» **Given text**
>>>>
Richard-from-TikTok and I have our own possible failure states in this argument (say, rejecting good data) but strawman-Conor also has his. When an authority tells him something he isn’t preregistered as disagreeing with, he believes it, full-stop: to do anything less would be to potentially fall in with the anti-science set. In a small but real way, this hands off an awful lot of un-earned control to groups much more concerned with protecting themselves than any other motivation.
I think this kind of thing matters a lot. In the specific case, I want to eat pizza the morning after ordering it. My track record clearly shows I’m not going to remember to put it in the fridge. Taking the <personal opinion> USDA’s bullshit mega-overcautious-standard </personal opinion> as true here would mean I’d be depriving myself and wasting resources, which I don’t want to do.
But in the general case it matters more, because the implication here is that there’s a whole class of expert opinion that in general can’t be trusted. If the USDA is less than honest here, we know why: they don’t get in trouble for you throwing away good food, but they potentially get in lots of trouble if you eat bad food on their recommendation. Their incentive in that situation is to be almost comically conservative - they’d tell you not to eat anything but fresh-baked rubbing alcohol if they could get away with it, but since they can’t they throw up the harshest standard they can while still having any chance of anyone taking them seriously.
<<<<
» **Data under study**
>>>>
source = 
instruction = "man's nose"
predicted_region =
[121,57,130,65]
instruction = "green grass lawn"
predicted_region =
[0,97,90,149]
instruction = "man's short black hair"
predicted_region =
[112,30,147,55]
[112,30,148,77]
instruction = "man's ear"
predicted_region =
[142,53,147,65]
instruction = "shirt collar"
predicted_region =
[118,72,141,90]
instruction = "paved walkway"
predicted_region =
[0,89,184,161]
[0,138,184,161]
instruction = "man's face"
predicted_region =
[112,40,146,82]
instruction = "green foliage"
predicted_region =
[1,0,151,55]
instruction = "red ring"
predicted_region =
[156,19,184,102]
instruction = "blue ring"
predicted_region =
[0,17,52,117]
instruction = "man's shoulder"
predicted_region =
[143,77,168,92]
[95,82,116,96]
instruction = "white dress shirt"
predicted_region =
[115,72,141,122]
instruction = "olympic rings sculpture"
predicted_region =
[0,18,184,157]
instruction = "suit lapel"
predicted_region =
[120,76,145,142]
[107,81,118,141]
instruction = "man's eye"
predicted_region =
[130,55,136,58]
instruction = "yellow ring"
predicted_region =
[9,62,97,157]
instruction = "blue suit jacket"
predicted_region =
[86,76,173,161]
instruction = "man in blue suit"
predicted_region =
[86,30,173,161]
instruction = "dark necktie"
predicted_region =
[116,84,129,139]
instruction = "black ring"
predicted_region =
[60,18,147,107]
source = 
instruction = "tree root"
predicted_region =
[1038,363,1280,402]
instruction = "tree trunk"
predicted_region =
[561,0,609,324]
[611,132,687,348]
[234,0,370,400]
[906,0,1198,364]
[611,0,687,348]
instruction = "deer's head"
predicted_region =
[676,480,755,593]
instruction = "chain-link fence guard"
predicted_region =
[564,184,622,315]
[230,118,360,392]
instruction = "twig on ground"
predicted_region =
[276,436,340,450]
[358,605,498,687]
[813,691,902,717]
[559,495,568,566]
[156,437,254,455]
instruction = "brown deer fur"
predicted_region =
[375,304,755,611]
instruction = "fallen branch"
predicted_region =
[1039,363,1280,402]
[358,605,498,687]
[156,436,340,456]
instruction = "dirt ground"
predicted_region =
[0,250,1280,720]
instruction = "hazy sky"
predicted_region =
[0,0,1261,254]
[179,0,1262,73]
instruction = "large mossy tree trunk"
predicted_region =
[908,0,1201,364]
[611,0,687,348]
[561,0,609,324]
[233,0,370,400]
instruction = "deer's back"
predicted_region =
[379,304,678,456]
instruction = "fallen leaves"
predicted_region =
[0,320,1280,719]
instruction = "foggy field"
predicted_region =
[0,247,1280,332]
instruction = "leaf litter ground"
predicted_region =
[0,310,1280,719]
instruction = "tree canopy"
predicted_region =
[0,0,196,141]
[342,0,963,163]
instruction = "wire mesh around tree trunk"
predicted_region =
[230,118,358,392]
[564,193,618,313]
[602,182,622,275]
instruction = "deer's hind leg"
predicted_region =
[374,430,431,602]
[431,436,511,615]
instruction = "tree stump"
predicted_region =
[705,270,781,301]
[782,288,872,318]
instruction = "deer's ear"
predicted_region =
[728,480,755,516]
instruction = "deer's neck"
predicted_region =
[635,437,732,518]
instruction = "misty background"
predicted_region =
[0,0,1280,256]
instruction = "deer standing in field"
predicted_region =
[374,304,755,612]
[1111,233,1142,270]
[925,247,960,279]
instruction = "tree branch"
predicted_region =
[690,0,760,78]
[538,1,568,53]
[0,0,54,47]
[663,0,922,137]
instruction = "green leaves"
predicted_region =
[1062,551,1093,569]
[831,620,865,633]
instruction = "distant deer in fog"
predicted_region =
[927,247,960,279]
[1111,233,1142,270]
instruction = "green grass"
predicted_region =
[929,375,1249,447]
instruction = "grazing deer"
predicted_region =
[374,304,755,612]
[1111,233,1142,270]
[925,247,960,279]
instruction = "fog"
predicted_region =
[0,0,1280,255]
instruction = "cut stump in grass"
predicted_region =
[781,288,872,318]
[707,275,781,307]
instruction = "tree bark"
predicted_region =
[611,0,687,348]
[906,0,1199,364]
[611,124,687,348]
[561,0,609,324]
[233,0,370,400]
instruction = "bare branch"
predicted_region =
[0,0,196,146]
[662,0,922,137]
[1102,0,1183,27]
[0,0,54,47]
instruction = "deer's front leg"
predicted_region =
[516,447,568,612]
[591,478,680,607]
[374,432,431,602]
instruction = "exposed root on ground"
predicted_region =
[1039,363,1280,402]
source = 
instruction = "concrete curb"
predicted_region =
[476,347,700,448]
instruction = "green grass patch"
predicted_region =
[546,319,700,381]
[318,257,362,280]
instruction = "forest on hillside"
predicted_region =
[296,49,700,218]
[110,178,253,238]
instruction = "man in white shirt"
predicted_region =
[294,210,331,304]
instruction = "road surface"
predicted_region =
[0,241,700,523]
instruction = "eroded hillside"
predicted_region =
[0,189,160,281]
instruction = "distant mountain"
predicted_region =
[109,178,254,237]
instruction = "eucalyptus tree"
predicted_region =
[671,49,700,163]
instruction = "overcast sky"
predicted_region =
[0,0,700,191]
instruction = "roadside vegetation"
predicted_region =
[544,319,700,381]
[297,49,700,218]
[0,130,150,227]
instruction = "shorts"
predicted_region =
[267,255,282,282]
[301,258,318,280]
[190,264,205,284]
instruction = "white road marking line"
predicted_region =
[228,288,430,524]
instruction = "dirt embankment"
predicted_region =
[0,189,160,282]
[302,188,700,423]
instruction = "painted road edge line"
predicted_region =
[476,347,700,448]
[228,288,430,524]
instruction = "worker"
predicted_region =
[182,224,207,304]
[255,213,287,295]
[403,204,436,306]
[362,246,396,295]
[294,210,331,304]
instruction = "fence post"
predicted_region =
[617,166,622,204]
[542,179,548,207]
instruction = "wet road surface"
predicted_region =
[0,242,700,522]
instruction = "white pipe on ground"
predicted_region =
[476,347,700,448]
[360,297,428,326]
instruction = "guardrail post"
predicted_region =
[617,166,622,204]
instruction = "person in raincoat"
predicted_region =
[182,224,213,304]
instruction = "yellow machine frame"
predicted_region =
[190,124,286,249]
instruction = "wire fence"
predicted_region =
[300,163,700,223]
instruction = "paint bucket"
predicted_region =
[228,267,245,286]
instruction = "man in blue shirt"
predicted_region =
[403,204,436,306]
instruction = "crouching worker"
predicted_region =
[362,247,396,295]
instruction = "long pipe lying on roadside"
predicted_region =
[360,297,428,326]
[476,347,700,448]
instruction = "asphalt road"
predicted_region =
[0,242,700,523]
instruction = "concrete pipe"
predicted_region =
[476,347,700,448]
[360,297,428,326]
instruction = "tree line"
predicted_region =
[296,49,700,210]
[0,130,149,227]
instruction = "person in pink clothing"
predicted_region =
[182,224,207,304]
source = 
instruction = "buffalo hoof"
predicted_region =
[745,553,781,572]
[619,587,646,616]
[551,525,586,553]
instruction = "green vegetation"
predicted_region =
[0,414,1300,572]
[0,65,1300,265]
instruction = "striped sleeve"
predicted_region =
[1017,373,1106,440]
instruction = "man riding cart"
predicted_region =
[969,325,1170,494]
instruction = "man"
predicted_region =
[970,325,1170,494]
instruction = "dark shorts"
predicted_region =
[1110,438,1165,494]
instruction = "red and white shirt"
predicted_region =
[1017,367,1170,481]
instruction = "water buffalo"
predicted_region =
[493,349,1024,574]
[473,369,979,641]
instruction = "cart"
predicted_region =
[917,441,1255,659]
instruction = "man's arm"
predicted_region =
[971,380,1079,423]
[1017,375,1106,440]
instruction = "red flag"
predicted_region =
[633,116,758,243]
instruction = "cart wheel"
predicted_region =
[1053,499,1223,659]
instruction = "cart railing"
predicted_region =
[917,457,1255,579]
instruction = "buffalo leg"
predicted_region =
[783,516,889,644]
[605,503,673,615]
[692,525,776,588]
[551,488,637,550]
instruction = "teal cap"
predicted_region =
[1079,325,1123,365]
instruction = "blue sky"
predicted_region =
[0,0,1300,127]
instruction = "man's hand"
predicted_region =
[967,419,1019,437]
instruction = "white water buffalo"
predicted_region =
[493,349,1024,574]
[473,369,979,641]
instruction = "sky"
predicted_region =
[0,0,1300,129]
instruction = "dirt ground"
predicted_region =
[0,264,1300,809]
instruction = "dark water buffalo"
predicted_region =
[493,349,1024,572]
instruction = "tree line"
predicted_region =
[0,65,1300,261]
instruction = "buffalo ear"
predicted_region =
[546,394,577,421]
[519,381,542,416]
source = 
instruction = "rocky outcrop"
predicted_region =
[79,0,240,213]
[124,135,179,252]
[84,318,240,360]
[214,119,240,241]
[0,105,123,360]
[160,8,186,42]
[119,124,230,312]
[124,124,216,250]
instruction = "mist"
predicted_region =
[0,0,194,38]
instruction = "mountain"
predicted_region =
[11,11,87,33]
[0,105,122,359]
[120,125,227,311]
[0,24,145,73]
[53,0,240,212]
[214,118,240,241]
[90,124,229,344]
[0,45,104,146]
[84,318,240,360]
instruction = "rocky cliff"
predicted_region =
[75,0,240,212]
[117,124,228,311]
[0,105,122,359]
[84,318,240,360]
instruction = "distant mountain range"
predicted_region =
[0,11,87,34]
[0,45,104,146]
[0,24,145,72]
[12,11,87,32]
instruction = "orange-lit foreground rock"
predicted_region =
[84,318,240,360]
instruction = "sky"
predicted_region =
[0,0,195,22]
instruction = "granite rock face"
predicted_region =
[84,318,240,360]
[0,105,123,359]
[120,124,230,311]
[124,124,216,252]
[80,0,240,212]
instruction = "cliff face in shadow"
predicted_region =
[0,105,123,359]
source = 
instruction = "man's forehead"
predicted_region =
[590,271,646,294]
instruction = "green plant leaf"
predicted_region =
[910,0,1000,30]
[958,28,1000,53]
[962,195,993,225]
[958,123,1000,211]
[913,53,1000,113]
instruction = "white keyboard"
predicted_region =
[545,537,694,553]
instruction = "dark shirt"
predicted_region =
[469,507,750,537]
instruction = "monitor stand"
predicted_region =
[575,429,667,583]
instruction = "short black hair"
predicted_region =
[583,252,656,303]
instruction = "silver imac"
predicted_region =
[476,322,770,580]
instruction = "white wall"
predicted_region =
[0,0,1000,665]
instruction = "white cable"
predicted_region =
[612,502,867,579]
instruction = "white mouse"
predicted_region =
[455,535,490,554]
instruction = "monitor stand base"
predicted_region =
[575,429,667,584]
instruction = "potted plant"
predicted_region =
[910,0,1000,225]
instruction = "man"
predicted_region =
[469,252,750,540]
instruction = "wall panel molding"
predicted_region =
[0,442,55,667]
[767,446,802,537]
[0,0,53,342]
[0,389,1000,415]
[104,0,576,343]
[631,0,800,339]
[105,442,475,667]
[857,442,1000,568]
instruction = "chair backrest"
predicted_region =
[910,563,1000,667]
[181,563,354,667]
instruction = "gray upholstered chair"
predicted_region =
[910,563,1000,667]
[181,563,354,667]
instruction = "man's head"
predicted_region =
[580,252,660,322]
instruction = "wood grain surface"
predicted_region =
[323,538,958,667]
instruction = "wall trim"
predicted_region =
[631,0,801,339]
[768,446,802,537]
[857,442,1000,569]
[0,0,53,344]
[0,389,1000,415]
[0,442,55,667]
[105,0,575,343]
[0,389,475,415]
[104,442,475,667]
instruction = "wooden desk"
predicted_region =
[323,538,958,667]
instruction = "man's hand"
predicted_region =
<<<<
List every person or organization that the passage above refers to by name.

Richard-from-TikTok
strawman-Conor
the USDA